- Given exercise: Set down the line that contains "One point marks each instance of the white baseball" and every line after it to the end of the entries, exactly as they stand and nothing more.

- Coordinate annotation entries:
*-*-*

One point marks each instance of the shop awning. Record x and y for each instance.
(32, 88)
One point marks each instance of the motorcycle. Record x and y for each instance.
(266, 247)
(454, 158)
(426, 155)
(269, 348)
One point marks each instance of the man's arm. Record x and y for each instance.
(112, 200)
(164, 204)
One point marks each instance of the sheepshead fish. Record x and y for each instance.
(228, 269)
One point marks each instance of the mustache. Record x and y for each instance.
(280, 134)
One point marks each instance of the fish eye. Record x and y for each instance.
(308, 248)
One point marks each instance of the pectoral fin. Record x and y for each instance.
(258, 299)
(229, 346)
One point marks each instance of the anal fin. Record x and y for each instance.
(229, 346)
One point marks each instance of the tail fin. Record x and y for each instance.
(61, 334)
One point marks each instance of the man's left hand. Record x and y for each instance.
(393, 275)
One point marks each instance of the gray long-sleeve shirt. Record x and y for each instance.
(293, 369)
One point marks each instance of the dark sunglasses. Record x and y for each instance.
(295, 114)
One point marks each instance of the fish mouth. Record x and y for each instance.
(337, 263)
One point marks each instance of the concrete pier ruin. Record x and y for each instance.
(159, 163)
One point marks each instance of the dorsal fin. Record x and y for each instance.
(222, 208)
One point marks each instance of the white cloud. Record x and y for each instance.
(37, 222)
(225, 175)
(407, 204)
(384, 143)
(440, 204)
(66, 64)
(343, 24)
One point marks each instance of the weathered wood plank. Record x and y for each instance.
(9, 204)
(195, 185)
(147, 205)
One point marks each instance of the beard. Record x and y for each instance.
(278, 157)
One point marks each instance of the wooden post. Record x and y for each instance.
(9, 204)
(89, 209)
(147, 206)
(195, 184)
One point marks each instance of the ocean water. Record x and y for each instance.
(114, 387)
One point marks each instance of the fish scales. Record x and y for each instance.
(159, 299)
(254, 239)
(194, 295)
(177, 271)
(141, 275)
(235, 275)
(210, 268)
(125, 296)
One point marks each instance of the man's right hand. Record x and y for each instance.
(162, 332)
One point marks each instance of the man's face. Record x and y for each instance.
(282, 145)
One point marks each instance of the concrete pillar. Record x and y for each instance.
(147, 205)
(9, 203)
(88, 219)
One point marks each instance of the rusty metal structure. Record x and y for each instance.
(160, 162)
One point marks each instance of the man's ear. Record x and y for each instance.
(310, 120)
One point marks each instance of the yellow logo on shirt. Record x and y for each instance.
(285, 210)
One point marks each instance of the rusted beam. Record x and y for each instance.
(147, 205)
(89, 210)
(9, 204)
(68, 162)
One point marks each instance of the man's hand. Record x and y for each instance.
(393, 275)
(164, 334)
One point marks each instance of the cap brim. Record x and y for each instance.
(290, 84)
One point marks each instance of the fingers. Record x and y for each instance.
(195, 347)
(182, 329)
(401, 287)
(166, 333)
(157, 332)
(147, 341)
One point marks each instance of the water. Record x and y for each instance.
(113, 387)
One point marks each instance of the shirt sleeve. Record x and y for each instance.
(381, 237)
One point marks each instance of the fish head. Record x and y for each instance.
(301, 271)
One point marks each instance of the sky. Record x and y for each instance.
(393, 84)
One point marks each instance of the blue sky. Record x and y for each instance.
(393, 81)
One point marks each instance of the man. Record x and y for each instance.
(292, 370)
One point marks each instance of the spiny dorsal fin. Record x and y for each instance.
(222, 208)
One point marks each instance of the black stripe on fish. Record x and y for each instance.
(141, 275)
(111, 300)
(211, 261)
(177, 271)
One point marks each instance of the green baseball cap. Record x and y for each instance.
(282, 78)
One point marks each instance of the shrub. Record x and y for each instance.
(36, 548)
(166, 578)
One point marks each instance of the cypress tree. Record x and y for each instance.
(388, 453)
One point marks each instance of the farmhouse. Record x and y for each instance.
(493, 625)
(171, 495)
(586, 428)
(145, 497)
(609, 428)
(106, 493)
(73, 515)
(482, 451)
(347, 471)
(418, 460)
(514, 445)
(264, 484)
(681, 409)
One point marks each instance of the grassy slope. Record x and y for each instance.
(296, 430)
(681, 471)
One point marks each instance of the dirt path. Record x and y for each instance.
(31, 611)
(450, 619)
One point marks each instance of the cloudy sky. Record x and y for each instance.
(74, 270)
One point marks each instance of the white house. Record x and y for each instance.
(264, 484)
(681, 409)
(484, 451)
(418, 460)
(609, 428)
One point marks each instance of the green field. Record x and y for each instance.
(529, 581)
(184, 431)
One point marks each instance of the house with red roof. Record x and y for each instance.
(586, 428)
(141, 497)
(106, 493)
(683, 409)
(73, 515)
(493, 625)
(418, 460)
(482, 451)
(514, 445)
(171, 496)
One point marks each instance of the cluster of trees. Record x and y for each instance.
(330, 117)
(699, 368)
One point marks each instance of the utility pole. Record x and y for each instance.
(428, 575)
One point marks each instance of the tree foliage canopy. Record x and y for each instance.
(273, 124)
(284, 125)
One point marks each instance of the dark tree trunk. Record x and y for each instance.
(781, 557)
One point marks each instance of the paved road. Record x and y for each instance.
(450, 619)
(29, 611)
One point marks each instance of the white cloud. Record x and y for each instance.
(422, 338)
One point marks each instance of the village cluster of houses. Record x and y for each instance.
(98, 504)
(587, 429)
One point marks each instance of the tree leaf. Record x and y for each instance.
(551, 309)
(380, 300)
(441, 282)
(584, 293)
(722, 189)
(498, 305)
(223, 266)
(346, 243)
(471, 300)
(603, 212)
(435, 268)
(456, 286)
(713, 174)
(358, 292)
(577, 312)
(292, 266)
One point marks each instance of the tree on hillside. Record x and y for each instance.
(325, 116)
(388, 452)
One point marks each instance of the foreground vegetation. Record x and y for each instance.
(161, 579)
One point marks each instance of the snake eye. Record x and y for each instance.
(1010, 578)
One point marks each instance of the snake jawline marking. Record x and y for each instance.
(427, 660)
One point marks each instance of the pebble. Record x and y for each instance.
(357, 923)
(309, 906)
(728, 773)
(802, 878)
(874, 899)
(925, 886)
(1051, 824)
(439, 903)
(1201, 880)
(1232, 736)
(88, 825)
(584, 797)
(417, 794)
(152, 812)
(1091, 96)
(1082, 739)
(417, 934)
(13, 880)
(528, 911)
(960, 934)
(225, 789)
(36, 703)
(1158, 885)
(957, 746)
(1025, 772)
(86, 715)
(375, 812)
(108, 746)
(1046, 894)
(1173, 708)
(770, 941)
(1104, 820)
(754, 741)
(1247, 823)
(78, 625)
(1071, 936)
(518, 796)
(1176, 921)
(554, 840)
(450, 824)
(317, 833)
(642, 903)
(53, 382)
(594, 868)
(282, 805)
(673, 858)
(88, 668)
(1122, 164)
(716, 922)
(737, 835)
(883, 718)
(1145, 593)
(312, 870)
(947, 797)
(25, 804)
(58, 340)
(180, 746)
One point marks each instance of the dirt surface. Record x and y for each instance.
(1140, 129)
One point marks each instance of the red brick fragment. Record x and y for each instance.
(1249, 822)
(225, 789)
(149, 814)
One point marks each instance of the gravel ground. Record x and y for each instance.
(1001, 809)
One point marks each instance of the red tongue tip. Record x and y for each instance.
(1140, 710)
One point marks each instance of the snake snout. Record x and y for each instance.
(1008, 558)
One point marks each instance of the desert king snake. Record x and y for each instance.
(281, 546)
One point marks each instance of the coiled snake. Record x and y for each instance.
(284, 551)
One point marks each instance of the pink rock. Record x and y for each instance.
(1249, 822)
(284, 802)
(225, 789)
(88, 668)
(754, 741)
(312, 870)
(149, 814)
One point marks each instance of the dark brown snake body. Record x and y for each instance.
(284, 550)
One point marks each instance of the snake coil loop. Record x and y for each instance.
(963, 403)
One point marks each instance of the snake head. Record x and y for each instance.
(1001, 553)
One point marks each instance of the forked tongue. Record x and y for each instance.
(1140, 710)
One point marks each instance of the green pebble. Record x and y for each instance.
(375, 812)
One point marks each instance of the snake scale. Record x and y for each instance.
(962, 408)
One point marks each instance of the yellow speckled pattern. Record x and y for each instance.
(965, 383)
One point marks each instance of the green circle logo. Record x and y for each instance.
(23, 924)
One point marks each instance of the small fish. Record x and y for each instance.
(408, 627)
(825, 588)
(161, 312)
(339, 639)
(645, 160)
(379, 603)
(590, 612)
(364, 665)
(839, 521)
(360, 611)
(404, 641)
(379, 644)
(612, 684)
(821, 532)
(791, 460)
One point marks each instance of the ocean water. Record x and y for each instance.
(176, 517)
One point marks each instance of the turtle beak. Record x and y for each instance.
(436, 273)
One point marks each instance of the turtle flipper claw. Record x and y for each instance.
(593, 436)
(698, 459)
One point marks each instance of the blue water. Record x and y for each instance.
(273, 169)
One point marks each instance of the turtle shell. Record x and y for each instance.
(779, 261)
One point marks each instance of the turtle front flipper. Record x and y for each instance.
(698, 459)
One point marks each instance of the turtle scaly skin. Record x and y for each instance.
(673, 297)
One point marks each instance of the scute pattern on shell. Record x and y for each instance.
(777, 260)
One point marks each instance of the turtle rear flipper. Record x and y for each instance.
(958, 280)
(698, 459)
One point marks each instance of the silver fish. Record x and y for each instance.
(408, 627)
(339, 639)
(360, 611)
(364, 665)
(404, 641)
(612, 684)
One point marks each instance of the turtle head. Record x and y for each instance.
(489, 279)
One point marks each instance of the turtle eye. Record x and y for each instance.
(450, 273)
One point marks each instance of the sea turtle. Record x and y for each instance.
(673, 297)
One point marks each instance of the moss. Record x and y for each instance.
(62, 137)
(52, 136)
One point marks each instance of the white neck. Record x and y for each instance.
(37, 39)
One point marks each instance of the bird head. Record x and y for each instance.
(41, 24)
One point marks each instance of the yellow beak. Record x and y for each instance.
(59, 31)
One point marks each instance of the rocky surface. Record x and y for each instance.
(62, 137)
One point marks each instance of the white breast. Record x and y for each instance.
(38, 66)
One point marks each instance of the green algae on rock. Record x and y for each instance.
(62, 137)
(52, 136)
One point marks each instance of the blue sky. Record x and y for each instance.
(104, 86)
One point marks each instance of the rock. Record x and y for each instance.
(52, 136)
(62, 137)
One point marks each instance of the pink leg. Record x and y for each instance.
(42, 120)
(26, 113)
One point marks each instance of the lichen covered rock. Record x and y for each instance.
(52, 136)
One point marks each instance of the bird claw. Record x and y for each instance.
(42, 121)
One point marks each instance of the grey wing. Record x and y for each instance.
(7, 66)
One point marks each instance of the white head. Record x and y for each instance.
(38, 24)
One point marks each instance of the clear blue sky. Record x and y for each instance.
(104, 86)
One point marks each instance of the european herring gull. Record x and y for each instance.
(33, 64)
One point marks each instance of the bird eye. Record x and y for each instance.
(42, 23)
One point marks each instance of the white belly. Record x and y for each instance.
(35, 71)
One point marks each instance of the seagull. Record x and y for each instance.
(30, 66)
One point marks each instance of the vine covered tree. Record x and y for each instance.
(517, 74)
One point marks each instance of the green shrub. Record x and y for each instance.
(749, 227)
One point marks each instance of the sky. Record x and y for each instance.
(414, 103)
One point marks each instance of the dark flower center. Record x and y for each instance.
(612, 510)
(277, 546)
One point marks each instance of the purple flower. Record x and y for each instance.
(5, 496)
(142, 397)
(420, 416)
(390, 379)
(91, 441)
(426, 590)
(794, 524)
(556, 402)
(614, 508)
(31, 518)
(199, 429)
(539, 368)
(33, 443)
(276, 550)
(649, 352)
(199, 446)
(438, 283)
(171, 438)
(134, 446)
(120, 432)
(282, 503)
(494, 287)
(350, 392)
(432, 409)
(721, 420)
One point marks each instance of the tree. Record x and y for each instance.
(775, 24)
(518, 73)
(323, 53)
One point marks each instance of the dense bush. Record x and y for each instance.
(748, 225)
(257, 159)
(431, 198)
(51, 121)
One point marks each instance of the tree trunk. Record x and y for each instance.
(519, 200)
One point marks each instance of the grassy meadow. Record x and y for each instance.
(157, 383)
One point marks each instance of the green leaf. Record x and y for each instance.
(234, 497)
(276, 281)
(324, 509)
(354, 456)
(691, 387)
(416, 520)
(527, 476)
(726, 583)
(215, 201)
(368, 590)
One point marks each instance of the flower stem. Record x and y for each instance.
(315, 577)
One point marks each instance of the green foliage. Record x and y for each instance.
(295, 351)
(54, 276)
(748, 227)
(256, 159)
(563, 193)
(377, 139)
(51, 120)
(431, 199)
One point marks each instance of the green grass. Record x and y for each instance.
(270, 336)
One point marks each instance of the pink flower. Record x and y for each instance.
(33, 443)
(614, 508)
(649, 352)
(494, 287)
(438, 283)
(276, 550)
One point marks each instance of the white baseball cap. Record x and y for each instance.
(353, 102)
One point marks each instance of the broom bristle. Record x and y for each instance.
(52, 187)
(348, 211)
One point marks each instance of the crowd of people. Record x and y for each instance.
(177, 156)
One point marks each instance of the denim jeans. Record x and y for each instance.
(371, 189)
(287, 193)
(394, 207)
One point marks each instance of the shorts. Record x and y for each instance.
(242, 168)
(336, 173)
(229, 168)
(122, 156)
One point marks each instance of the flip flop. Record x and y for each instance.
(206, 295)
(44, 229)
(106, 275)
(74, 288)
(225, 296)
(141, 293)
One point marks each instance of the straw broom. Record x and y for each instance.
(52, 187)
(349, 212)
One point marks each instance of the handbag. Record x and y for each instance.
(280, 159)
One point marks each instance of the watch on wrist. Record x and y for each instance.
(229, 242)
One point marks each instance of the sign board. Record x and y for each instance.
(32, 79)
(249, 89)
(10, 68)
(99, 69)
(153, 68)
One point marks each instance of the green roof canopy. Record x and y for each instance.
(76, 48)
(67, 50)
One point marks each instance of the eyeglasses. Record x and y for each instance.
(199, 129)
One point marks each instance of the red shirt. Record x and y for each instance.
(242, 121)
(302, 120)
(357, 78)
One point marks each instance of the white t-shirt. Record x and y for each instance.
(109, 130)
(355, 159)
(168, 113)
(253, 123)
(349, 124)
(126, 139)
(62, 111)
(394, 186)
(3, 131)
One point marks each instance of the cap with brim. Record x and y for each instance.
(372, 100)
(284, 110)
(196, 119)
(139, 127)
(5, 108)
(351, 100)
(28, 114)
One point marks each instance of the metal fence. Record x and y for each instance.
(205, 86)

*-*-*

- Output below:
One point marks each instance of the white baseball cap. Record x and y for each instance.
(353, 102)
One point marks each instance of the broom bristle. Record x and y for each instance.
(52, 187)
(348, 211)
One point marks each instance of the crowd of people. Record x and y for each instance.
(177, 156)
One point marks each instance of the denim jeans. Record x and y for each instance.
(371, 189)
(287, 193)
(394, 207)
One point marks each instance of the shorts. Record x and y for each instance.
(242, 168)
(336, 173)
(229, 168)
(122, 156)
One point marks each instance of the flip flop. Record x and y for each instance.
(206, 295)
(44, 229)
(106, 275)
(74, 288)
(225, 296)
(141, 293)
One point marks each instance of the straw broom. Record x and y for each instance.
(52, 187)
(349, 212)
One point marks each instance of the handbag. Record x and y for each instance.
(280, 159)
One point marks each instance of the watch on wrist. Record x and y for each instance.
(229, 242)
One point marks each instance of the sign board. Record x and y for each instance.
(32, 79)
(249, 89)
(10, 68)
(99, 69)
(153, 68)
One point marks each instance of the green roof canopy. Record x and y for each instance.
(76, 48)
(67, 50)
One point marks each instance of the eyeglasses. Record x and y for each instance.
(199, 129)
One point marks each instance of the red shirt. Record x and y for each instance.
(242, 121)
(302, 120)
(357, 78)
One point marks each instance of the white t-shirt. Record x and y for each instance.
(109, 130)
(355, 159)
(168, 113)
(253, 123)
(349, 124)
(126, 139)
(62, 111)
(394, 186)
(3, 131)
One point marks each instance of the cap with brim. Record x and y for each instance.
(372, 100)
(284, 110)
(196, 119)
(139, 127)
(5, 108)
(351, 100)
(28, 114)
One point marks each instance of the metal fence. Record x and y for each instance.
(205, 86)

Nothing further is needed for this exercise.